→ **WHAT THIS EXERCISE ASKS**
1. From the Top-N pruning post, print the part that opens with the words containing "Without pruning, a" and closes with "we even start.".
2. According to the Top-N pruning post, which DuckLake pull request introduces Top-N dynamic filter file pruning?
3. List every step the Top-N pruning post says a Top-N query forces the engine through when there is no pruning.

# Start of DOCUMENT EXCERPT

FEBRUARY 3, 2026

5 MIN READ

SYLVAIN UTARD

Pruning Top-N Queries

Pruning Top-N Queries

A deep dive into DuckLake PR #668 and how Top-N dynamic filter pruning turns ORDER BY + LIMIT from full scans into metadata-driven execution.

Blog

One of the fastest ways to lose trust in a lakehouse is a query that looks simple but behaves catastrophically at scale.

SELECT *
FROM events
ORDER BY timestamp DESC
LIMIT 10;

On a traditional database, this feels trivial.
On a large Parquet-backed lake, it can mean scanning and sorting billions of rows just to return ten.

This is exactly the problem tackled by DuckLake PR #668, which introduces Top-N dynamic filter file pruning. It's a small-sounding change with outsized implications for interactive analytics on lakes.

Let's unpack what's going on.

Why ORDER BY + LIMIT Is Hard on a Lake

In a lakehouse, data is split across many Parquet files. Each file may contain:

  • Millions of rows
  • A bounded range of values per column (via min/max statistics)
  • No global ordering guarantees

Without pruning, a Top-N query forces the engine to:

  1. Read all files
  2. Extract the relevant column
  3. Sort all rows
  4. Keep only the top N

That's correct... but deeply inefficient.

The real issue isn't sorting.
It's not knowing which files can be skipped before we even start.

The Key Insight: File Statistics Are Already Telling Us the Answer

Parquet files store min/max statistics per column.
For a timestamp column, that means every file already knows:

  • The earliest timestamp it contains
  • The latest timestamp it contains

If you're asking for:

“the 10 most recent events”

then any file whose maximum timestamp is older than your current Top-N threshold is irrelevant.

Before PR #668, DuckLake didn't fully exploit this fact for Top-N queries.

What PR #668 Introduces

PR #668 adds Top-N-aware file pruning based on column statistics.

At a high level, the execution becomes:

  1. Detect a Top-N query

    • ORDER BY column [ASC|DESC] LIMIT N
  2. Collect per-file min/max statistics

    • Already present in DuckLake metadata
  3. Rank files by relevance

    • For ORDER BY timestamp DESC, files with higher max(timestamp) are more promising
  4. Scan files incrementally

    • Start with the most promising files
    • Maintain a dynamic Top-N threshold
    • Prune files whose value ranges can't beat the current worst candidate

This is where the “dynamic filter” part matters:
the pruning boundary tightens as the query runs.

A Concrete Example

Imagine three files:

Filemin(timestamp)max(timestamp)

# End of DOCUMENT EXCERPT
# Start of STORED ROWS

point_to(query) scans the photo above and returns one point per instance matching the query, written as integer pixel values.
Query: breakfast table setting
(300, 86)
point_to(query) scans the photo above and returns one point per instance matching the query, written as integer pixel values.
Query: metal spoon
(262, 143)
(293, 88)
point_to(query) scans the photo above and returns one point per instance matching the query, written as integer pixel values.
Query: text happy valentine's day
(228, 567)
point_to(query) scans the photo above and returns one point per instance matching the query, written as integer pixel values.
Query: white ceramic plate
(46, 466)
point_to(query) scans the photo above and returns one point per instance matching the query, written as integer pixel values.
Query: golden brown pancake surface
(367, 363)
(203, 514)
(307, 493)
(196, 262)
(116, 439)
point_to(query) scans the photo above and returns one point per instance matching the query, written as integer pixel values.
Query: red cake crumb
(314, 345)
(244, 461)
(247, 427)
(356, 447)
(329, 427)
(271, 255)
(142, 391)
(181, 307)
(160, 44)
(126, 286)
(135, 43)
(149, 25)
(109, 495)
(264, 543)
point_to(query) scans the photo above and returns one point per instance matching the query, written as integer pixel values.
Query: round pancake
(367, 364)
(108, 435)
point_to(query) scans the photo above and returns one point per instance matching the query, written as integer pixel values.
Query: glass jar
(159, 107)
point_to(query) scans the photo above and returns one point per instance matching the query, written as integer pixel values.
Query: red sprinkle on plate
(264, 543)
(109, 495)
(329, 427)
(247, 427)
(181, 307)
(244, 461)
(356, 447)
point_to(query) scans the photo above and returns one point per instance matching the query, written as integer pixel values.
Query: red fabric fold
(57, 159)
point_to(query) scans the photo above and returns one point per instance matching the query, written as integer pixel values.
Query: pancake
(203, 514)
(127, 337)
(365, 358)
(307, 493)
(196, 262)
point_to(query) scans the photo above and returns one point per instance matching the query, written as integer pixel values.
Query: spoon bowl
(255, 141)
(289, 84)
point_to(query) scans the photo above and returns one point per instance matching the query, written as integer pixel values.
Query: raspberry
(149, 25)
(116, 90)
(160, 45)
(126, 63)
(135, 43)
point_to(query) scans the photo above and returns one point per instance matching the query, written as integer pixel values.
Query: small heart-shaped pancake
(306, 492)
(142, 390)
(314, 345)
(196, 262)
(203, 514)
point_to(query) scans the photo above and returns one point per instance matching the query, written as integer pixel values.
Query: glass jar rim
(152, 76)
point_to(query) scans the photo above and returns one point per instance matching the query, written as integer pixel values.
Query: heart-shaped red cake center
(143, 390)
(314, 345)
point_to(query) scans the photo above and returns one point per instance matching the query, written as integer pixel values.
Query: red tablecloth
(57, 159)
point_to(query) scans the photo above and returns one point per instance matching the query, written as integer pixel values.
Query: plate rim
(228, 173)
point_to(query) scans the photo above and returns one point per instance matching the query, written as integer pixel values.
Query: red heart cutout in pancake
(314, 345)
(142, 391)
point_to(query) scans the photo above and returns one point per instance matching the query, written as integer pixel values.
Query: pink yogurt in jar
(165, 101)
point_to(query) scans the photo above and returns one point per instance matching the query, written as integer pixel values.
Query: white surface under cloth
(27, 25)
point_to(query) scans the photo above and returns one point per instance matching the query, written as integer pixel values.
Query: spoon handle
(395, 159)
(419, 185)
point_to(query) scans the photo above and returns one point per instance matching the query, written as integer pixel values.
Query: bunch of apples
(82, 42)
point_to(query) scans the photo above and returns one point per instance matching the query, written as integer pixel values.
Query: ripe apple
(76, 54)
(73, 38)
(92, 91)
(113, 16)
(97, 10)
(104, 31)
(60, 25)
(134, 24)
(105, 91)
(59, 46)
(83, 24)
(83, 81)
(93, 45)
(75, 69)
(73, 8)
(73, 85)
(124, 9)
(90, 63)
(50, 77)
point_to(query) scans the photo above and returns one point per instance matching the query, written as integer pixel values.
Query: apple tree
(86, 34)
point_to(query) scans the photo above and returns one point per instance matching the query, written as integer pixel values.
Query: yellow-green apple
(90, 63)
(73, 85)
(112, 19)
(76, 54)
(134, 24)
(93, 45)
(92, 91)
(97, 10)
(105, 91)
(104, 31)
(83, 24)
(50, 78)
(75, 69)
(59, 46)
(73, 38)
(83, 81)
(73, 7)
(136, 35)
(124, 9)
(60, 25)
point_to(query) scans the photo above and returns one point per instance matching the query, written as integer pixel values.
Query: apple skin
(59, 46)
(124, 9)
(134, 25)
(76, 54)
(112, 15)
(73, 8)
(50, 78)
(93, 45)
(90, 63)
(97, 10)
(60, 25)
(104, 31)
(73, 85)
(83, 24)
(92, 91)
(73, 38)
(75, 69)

# End of STORED ROWS
# Start of STORED ROWS

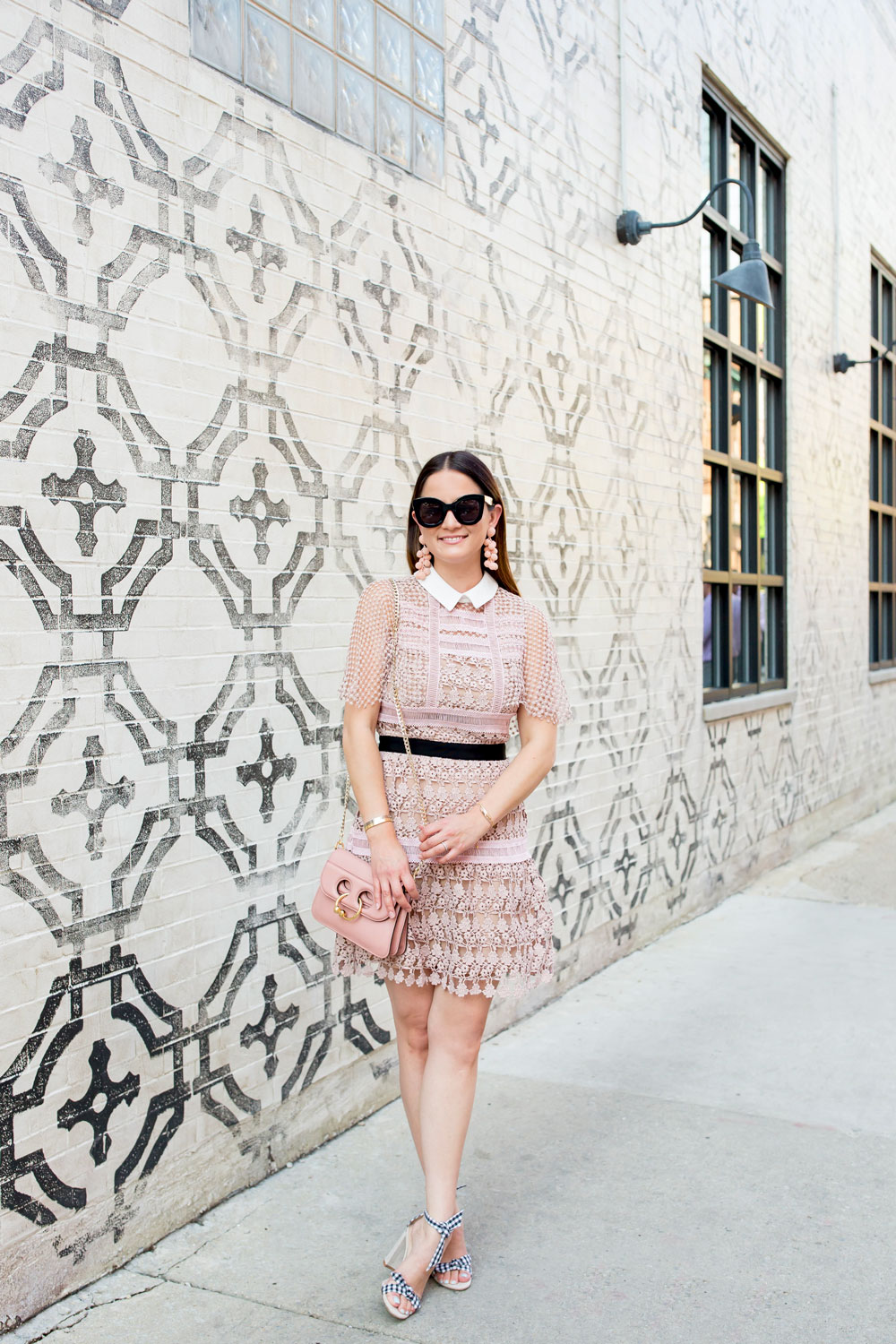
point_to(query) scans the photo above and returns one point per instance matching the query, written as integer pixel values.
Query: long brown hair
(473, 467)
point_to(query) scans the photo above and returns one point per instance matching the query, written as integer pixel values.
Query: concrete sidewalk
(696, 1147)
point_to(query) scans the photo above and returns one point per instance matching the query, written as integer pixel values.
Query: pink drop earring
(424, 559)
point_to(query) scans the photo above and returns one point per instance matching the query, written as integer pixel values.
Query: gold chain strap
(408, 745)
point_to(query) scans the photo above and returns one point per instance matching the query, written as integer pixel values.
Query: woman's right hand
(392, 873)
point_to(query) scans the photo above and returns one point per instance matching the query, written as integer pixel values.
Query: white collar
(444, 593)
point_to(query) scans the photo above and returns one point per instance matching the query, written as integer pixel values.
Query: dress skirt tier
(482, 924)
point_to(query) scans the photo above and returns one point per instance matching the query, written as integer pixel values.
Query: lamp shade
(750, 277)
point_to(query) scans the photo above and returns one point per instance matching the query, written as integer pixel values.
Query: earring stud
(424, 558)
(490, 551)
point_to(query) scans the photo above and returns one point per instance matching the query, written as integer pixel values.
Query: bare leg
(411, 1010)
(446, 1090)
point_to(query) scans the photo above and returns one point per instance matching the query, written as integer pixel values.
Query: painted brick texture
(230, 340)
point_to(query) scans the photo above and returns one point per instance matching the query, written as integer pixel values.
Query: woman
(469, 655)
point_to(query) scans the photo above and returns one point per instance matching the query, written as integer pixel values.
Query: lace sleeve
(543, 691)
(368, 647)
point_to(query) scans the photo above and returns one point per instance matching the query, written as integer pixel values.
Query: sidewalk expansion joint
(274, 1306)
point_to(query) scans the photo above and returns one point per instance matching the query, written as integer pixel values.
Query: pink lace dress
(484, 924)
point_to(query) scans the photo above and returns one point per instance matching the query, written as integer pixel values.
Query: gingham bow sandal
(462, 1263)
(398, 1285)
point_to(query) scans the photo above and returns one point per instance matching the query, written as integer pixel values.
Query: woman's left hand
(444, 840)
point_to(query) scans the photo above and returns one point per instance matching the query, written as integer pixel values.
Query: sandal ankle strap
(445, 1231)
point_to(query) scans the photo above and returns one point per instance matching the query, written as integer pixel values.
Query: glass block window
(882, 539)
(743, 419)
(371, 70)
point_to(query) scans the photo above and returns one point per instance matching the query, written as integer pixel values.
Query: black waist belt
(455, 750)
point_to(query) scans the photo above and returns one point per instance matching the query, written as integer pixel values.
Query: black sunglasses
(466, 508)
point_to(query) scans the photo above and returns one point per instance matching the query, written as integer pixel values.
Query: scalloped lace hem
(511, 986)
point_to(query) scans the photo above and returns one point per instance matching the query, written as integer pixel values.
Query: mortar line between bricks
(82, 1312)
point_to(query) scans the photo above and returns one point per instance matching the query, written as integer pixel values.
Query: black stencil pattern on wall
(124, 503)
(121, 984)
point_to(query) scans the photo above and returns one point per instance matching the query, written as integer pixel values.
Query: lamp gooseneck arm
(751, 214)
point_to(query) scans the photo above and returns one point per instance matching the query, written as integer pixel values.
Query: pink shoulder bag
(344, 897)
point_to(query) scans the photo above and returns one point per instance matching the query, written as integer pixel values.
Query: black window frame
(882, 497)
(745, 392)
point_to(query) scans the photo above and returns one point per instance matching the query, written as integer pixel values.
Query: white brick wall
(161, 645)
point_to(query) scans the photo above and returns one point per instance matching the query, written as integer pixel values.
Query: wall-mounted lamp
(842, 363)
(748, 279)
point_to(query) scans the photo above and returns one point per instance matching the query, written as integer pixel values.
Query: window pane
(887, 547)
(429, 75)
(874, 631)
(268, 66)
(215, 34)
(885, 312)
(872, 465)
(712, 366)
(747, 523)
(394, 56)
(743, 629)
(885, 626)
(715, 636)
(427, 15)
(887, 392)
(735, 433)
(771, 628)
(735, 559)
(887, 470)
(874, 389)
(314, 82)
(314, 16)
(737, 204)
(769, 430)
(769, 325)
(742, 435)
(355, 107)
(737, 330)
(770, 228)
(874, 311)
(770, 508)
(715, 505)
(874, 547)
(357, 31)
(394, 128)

# End of STORED ROWS
# Start of STORED ROWS

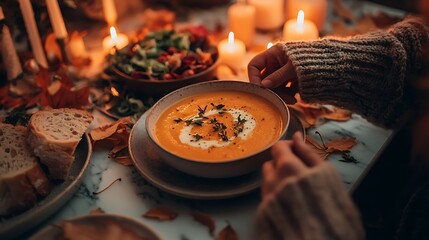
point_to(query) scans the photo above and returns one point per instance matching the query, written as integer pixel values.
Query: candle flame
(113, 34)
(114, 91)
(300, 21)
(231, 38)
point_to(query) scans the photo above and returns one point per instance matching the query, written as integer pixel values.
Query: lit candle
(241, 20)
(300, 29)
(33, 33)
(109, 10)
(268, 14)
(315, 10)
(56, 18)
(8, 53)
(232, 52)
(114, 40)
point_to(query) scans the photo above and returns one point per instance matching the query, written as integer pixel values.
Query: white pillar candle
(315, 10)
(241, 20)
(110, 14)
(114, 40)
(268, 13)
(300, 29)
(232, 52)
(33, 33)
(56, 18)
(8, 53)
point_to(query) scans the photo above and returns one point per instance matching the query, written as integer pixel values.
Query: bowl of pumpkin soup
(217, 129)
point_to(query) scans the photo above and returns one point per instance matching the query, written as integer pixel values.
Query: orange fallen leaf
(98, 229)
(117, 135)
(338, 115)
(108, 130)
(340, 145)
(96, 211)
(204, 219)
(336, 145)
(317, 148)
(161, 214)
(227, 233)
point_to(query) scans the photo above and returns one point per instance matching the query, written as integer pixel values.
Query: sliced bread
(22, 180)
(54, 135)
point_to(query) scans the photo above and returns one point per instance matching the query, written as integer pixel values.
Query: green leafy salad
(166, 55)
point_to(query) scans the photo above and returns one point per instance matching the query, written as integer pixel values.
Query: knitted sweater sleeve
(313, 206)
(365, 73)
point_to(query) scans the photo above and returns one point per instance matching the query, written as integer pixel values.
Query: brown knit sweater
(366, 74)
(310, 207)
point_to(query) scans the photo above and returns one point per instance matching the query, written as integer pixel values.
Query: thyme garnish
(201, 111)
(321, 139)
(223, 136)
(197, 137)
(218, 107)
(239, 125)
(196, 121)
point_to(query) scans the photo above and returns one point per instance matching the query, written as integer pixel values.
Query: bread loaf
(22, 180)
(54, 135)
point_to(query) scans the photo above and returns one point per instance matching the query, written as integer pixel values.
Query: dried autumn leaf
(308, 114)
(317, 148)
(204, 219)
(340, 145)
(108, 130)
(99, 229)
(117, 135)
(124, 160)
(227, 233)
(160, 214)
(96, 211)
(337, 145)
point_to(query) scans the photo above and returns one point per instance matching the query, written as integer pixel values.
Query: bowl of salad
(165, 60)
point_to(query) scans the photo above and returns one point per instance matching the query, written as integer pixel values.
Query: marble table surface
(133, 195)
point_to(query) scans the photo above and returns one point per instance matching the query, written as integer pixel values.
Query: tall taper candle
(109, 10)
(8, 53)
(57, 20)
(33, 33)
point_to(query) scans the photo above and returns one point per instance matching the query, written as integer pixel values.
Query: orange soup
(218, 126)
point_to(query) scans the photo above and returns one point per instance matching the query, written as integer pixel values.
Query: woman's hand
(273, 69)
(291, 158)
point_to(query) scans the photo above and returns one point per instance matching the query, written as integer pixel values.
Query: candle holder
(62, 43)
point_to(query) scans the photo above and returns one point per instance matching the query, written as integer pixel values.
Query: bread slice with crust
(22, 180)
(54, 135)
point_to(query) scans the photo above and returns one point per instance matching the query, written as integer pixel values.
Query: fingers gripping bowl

# End of STORED ROWS

→ **TASK-BY-TASK OUTPUTS**
1.
Without pruning, a Top-N query forces the engine to:

  1. Read all files
  2. Extract the relevant column
  3. Sort all rows
  4. Keep only the top N

That's correct... but deeply inefficient.

The real issue isn't sorting.
It's not knowing which files can be skipped before we even start.

2. PR #668

3.
1. Read all files
2. Extract the relevant column
3. Sort all rows
4. Keep only the top N